> _Page text_
Start of Block

When optimizing a mesh, you should typically feed it through a set of optimizations (the order is important!):
- Indexing
- Vertex cache optimization
- Overdraw optimization
- Vertex fetch optimization
- Vertex quantization
- (optional) Vertex/index buffer compression
Most algorithms in this library assume that a mesh has a vertex buffer and an index buffer. For algorithms to work well and also for GPU to render your mesh efficiently, the vertex buffer has to have no redundant vertices; you can generate an index buffer from an unindexed vertex buffer or reindex an existing (potentially redundant) index buffer as follows:
First, generate a remap table from your existing vertex (and, optionally, index) data:
size_t index_count = face_count * 3;
std::vector<unsigned int> remap(index_count); // allocate temporary memory for the remap table
size_t vertex_count = meshopt_generateVertexRemap(&remap[0], NULL, index_count, &unindexed_vertices[0], index_count, sizeof(Vertex));
Note that in this case we only have an unindexed vertex buffer; the remap table is generated based on binary equivalence of the input vertices, so the resulting mesh will render the same way. Binary equivalence considers all input bytes, including padding which should be zero-initialized if the vertex structure has gaps.
After generating the remap table, you can allocate space for the target vertex buffer (vertex_count
elements) and index buffer (index_count
elements) and generate them:
meshopt_remapIndexBuffer(indices, NULL, index_count, &remap[0]);
meshopt_remapVertexBuffer(vertices, &unindexed_vertices[0], index_count, sizeof(Vertex), &remap[0]);
You can then further optimize the resulting buffers by calling the other functions on them in-place.
When the GPU renders the mesh, it has to run the vertex shader for each vertex; usually GPUs have a built-in fixed size cache that stores the transformed vertices (the result of running the vertex shader), and uses this cache to reduce the number of vertex shader invocations. This cache is usually small, 16-32 vertices, and can have different replacement policies; to use this cache efficiently, you have to reorder your triangles to maximize the locality of reused vertex references like so:
meshopt_optimizeVertexCache(indices, indices, index_count, vertex_count);
After transforming the vertices, GPU sends the triangles for rasterization which results in generating pixels that are usually first ran through the depth test, and pixels that pass it get the pixel shader executed to generate the final color. As pixel shaders get more expensive, it becomes more and more important to reduce overdraw. While in general improving overdraw requires view-dependent operations, this library provides an algorithm to reorder triangles to minimize the overdraw from all directions, which you should run after vertex cache optimization like this:
meshopt_optimizeOverdraw(indices, indices, index_count, &vertices[0].x, vertex_count, sizeof(Vertex), 1.05f);
The overdraw optimizer needs to read vertex positions as a float3 from the vertex; the code snippet above assumes that the vertex stores position as float x, y, z
.

End of Block

> _Study questions_
A - List every function whose name begins with "meshopt_" that is called in the code lines of the mesh optimization guide, in the order they first appear.
B - Write the next few sentences of the mesh optimization guide, continuing after its last sentence.

Stored items:
Start of Block

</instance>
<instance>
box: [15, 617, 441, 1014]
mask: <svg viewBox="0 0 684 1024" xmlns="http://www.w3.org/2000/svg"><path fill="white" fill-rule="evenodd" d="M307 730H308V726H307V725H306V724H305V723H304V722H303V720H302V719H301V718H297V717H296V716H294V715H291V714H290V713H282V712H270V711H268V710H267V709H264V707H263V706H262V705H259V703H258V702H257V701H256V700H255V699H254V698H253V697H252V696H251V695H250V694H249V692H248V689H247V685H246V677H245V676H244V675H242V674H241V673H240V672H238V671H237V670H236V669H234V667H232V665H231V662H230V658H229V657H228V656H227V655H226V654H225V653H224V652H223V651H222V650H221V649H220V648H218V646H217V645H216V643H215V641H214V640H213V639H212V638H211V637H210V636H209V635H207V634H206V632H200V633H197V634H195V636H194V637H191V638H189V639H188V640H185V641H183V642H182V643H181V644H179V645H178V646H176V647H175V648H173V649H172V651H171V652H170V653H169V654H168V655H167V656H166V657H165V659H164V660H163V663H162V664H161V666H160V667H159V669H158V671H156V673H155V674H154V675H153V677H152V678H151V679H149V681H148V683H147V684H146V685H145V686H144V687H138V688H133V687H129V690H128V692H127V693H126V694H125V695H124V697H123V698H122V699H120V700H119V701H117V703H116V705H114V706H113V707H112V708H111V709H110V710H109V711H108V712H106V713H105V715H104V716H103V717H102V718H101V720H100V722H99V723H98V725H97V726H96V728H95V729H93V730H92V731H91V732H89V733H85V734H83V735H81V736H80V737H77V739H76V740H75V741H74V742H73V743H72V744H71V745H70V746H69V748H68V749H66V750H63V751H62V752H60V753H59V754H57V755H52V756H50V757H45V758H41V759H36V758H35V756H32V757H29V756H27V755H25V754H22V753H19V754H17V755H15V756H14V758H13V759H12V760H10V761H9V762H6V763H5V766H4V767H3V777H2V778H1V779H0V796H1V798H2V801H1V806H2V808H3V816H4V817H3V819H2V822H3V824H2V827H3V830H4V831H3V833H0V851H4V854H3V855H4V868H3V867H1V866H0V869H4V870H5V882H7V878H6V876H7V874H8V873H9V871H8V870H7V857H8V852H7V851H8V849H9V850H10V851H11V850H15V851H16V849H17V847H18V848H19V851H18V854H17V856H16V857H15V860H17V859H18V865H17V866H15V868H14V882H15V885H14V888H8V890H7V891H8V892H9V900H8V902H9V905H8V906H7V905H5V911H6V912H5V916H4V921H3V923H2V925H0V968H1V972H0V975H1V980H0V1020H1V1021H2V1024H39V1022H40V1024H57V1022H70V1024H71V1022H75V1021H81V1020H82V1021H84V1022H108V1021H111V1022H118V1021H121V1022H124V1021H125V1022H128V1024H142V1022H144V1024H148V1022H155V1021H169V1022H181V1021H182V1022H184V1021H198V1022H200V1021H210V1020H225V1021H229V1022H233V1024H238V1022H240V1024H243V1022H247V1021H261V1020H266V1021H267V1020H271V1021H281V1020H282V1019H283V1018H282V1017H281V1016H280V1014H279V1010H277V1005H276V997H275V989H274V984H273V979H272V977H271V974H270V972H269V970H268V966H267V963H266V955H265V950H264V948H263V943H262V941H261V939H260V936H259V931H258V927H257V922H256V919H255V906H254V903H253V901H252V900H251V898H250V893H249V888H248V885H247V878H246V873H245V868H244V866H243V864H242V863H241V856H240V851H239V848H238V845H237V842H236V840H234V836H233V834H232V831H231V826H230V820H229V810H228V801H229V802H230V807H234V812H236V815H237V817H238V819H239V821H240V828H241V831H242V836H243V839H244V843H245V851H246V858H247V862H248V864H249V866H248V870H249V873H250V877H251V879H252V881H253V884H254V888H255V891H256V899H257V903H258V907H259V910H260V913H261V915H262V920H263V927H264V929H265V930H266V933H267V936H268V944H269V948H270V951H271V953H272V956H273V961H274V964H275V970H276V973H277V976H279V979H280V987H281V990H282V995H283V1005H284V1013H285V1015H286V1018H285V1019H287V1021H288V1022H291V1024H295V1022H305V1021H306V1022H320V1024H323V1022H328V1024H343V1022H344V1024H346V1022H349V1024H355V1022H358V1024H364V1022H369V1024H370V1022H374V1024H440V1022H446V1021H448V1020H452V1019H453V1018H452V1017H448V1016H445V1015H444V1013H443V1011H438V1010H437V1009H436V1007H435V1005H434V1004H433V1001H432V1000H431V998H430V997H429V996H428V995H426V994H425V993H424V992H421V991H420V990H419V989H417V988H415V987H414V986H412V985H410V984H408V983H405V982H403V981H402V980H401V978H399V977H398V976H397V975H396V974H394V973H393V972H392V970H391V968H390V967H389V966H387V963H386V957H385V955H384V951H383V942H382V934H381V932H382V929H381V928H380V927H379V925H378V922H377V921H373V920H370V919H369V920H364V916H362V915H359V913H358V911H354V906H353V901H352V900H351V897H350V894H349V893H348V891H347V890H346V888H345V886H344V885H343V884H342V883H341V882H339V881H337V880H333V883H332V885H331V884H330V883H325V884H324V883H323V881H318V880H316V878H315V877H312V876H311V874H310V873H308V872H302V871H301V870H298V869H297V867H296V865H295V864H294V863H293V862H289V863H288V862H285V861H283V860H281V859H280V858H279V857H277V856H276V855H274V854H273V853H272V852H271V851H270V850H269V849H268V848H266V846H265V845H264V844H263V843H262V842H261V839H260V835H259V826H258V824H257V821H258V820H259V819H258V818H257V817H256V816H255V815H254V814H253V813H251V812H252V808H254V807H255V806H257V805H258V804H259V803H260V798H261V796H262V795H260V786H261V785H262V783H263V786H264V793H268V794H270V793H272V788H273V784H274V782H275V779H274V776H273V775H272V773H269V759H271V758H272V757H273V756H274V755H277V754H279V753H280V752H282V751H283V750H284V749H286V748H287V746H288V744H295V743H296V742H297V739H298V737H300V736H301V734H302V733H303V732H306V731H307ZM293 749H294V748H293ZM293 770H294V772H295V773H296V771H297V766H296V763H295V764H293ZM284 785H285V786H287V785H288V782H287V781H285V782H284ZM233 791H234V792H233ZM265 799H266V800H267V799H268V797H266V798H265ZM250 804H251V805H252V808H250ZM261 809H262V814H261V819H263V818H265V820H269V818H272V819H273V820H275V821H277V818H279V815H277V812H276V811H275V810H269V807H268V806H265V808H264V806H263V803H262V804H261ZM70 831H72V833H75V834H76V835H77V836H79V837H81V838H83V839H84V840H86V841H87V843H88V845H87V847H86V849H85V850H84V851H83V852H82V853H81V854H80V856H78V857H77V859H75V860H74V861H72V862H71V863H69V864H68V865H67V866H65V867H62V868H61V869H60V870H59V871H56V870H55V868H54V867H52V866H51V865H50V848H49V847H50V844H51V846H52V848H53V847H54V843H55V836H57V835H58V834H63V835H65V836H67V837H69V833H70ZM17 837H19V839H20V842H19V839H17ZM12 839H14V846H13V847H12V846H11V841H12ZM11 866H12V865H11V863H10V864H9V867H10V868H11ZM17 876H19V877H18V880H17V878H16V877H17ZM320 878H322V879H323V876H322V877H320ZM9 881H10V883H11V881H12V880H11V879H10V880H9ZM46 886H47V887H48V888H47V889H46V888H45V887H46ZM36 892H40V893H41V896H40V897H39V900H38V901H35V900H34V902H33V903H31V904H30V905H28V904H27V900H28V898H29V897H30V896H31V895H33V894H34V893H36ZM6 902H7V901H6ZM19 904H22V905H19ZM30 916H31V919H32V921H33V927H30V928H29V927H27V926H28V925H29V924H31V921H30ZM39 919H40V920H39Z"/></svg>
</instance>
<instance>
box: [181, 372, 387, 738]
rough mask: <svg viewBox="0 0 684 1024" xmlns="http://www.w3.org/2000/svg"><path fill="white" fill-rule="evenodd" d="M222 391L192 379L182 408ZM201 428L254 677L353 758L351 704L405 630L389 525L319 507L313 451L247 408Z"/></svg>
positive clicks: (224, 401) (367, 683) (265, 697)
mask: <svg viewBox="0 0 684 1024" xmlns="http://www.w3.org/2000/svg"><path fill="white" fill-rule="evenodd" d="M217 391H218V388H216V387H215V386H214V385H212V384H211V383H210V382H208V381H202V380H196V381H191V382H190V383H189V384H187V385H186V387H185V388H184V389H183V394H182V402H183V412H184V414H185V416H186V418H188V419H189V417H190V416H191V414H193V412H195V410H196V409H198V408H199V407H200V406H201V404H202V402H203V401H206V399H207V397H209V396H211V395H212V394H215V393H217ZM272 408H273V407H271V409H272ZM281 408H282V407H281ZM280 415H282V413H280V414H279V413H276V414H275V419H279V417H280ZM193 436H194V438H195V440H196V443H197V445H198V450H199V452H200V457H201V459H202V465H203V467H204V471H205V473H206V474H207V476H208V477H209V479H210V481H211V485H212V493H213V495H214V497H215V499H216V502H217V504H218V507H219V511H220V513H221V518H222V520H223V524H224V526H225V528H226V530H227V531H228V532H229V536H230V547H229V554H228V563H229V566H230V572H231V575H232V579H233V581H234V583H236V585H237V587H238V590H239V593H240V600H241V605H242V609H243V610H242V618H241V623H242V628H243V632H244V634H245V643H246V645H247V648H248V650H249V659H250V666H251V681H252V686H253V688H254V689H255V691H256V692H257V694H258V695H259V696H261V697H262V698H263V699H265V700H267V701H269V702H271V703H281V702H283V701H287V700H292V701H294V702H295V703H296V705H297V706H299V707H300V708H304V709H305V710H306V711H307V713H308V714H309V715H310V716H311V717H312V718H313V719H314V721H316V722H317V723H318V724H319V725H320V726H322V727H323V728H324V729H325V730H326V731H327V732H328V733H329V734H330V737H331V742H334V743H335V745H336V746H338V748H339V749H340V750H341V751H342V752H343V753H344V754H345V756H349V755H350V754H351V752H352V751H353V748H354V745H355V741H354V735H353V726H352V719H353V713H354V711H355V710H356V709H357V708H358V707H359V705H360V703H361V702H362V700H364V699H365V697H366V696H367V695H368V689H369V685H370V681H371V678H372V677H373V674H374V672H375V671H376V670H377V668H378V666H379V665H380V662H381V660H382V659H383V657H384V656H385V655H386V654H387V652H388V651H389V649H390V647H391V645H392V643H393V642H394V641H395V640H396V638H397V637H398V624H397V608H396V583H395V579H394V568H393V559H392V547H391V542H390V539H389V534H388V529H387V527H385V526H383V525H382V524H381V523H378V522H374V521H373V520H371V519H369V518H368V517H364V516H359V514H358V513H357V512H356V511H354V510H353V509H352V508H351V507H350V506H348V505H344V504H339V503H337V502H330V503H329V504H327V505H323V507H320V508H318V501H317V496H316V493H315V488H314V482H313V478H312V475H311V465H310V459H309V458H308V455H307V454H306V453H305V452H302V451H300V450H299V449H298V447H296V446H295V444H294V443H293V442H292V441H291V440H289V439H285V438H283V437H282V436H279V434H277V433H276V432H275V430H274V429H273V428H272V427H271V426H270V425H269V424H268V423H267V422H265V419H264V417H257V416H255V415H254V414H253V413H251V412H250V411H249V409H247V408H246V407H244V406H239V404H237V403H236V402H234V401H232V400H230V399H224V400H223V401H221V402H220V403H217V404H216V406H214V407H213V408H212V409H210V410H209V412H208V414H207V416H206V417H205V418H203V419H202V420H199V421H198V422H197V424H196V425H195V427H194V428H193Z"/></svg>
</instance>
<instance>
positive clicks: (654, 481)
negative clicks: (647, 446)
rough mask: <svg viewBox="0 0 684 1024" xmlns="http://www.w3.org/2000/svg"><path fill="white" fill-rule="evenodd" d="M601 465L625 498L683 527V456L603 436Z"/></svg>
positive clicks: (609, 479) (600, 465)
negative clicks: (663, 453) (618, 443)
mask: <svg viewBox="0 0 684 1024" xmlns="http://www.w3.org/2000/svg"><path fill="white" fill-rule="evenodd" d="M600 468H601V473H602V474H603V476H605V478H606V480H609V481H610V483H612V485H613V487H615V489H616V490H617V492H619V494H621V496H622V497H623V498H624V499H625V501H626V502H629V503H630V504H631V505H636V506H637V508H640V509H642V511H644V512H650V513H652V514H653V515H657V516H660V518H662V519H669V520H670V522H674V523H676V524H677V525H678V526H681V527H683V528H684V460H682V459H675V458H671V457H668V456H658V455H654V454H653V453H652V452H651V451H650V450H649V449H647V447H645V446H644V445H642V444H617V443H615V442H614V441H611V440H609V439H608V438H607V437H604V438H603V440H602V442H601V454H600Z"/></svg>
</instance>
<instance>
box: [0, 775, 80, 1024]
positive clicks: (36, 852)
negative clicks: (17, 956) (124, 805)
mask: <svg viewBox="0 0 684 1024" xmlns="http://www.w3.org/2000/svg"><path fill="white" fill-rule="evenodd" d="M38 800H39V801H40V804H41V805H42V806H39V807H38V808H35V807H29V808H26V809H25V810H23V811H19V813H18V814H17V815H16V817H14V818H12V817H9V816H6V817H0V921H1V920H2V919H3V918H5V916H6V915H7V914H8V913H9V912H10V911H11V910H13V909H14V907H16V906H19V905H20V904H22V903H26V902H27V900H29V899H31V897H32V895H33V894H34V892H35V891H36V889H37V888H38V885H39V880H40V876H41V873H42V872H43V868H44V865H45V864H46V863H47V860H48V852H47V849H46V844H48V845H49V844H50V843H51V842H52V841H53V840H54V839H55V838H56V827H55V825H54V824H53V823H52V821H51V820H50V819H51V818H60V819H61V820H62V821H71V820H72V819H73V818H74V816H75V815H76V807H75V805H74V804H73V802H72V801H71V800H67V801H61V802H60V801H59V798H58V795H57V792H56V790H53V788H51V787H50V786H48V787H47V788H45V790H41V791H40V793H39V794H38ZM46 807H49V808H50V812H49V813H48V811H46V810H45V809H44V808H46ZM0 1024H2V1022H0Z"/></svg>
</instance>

End of Block

> _Answers_
A -
meshopt_generateVertexRemap
meshopt_remapIndexBuffer
meshopt_remapVertexBuffer
meshopt_optimizeVertexCache
meshopt_optimizeOverdraw

B -
When performing the overdraw optimization you have to specify a floating-point threshold parameter. The algorithm tries to maintain a balance between vertex cache efficiency and overdraw; the threshold determines how much the algorithm can compromise the vertex cache hit ratio, with 1.05 meaning that the resulting ratio should be at most 5% worse than before the optimization.
After the final triangle order has been established, we still can optimize the vertex buffer for memory efficiency. Before running the vertex shader GPU has to fetch the vertex attributes from the vertex buffer; the fetch is usually backed by a memory cache, and as such optimizing the data for the locality of memory access is important. You can do this by running this code:
To optimize the index/vertex buffers for vertex fetch efficiency, call:
meshopt_optimizeVertexFetch(vertices, indices, index_count, vertices, vertex_count, sizeof(Vertex));
This will reorder the vertices in the vertex buffer to try to improve the locality of reference, and rewrite the indices in place to match; if the vertex data is stored using multiple streams, you should use meshopt_optimizeVertexFetchRemap
instead. This optimization has to be performed on the final index buffer since the optimal vertex order depends on the triangle order.
Note that the algorithm does not try to model cache replacement precisely and instead just orders vertices in the order of use, which generally produces results that are close to optimal.
To optimize memory bandwidth when fetching the vertex data even further, and to reduce the amount of memory required to store the mesh, it is often beneficial to quantize the vertex attributes to smaller types. While this optimization can technically run at any part of the pipeline (and sometimes doing quantization as the first step can improve indexing by merging almost identical vertices), it generally is easier to run this after all other optimizations since some of them require access to float3 positions.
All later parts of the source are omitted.